▸ Excerpted text:
Habeck, the face of these challenges and contradictions, is federal economics minister in the outgoing coalition. For three years he has presided over an economy in recession while images of his high-risk, high-speed pivot away from Russian gas – including begging missions for natural gas contracts to the Middle East, will follow him to his grave.

Despite his extremely pragmatic understanding of Green politics, party delegates overwhelmingly backed Habeck as their lead candidate last November.

On the campaign trail, the Lübeck-born politician presents himself as an anti-politician who is capable of using regular language to explain political concepts for centrist voters, struggling with Germany’s growing political polarisation.

His Greens, Habeck said last year, “are a party from the centre that aren’t leaving empty the vacuum left by Angela Merkel – but filling it”.

The Green politician has had a bumpy road in recent months, his communication skills no match for an onslaught of online hate that has seen him file hundreds of legal complaints with police.

▸ What needs to be done:
Please continue the passage above on Habeck and the Greens, starting after its last sentence.

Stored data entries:

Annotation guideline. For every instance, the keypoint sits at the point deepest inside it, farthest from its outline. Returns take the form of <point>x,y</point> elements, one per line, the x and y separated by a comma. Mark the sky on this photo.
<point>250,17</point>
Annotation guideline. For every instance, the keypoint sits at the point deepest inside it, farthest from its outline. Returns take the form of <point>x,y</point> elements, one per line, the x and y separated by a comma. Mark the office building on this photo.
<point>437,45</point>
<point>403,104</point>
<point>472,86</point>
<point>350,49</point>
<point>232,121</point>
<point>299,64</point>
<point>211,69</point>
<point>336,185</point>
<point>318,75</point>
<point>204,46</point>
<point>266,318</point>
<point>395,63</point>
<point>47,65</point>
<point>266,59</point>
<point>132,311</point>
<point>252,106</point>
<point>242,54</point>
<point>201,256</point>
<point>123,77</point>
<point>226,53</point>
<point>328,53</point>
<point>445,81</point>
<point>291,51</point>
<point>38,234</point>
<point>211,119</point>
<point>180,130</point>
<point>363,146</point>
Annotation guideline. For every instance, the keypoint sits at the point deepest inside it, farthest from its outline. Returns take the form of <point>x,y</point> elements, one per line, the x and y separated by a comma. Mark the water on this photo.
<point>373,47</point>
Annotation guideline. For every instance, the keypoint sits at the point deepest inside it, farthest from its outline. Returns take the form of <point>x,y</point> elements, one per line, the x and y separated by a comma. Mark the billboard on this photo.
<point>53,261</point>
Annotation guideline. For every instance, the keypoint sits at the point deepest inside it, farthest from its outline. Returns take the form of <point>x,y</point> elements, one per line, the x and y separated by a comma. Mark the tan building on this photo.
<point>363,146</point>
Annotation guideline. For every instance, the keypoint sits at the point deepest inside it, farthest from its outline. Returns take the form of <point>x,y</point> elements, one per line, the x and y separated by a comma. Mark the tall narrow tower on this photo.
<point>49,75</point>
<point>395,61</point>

▸ Response below:
“The traffic light coalition [so named after the governing parties’ traditional colours] was not a laugh a minute either,” Habeck admitted on the campaign trail, citing vicious fiscal feuds with former finance minister Christian Lindner of the liberal Free Democrats.

He had thwarted Habeck’s ambitious climate plans, including repurposing €57 billion in unused pandemic funding for climate transformation projects.

The Green economic minister conceded it “really hurt” to agree to cutbacks in subsidy programmes for e-mobility, housing insulation and solar panels.

Perhaps the greatest journey the Greens have had in power is their shift from their pacifist roots to Ukraine war allies in Berlin.

Now the Green leader has warned of an “imperialist” carve-up of the country at the hands of the US and Russia.

“Basically ... this is what Britain and France did 100 years ago when they divided the Arab world or Africa with straight lines – without asking the people,” he warned on Thursday.

Habeck remains Germany’s most outspoken proponent of greater European integration, criticising the European Council – where EU leaders meet – as a modern equivalent of a medieval “council of electors”. If the EU is to survive in the future, he thinks, member states must agree “a genuine European republican constitution within the next 10 years”.

Despite the dramas of office, polls suggest the German Greens, unlike their Irish colleagues, have emerged largely unscathed from power.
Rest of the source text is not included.